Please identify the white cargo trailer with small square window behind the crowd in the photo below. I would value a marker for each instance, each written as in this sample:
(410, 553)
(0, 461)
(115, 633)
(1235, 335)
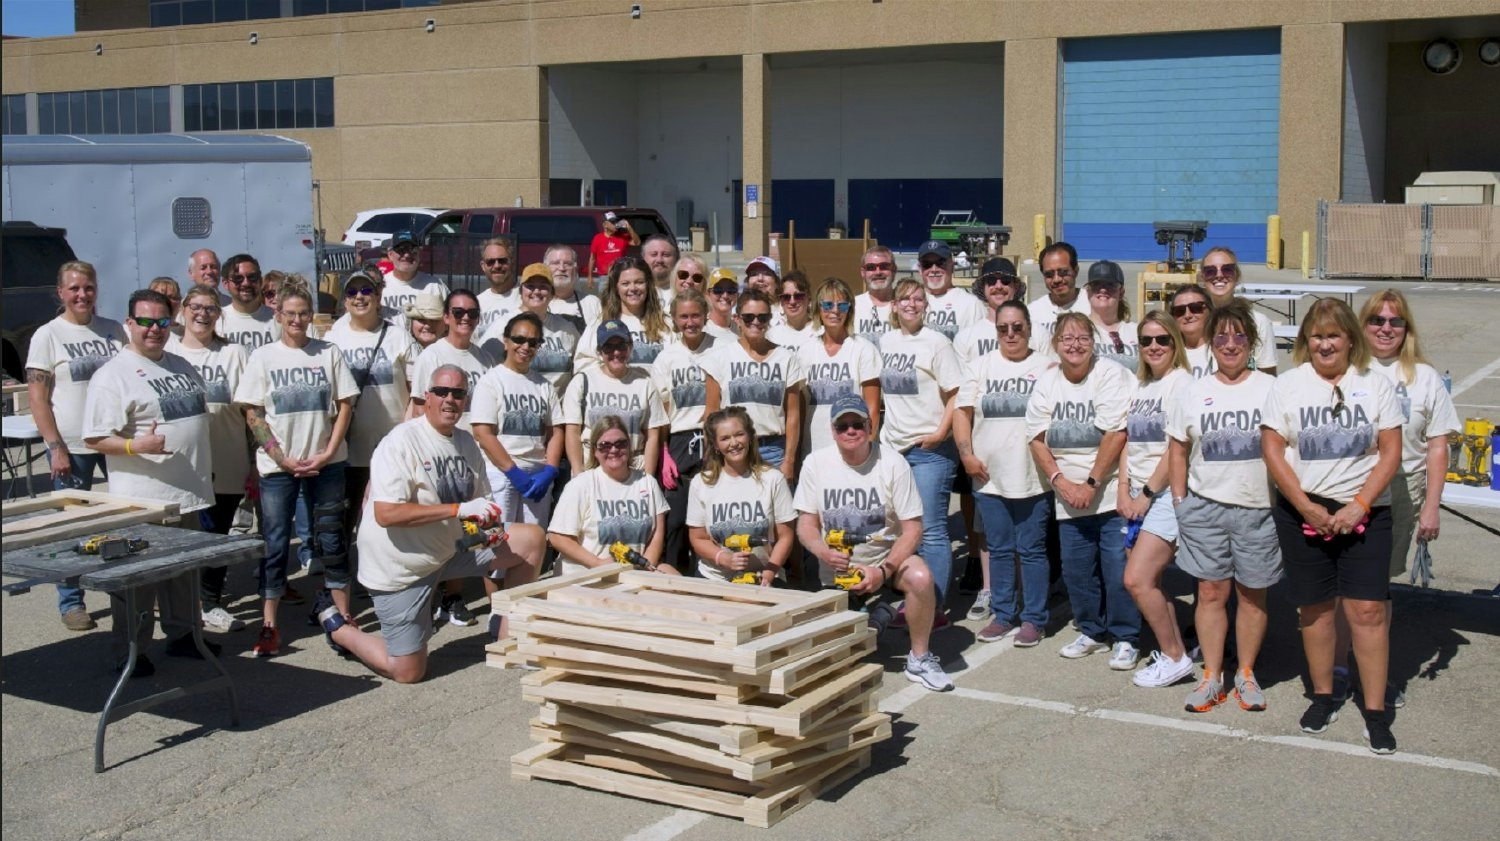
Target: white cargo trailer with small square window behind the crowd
(137, 206)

____________

DIRECTIONS FOR THIS TASK | Write out the listing above exactly, images omitted.

RESPONSE AREA |
Please identify the white cargo trailer with small square window behind the crowd in the photo below. I would value a marker for each instance, each written as in this sample:
(410, 553)
(0, 461)
(115, 633)
(1235, 335)
Target: white cargo trailer with small square window behind the crowd
(137, 206)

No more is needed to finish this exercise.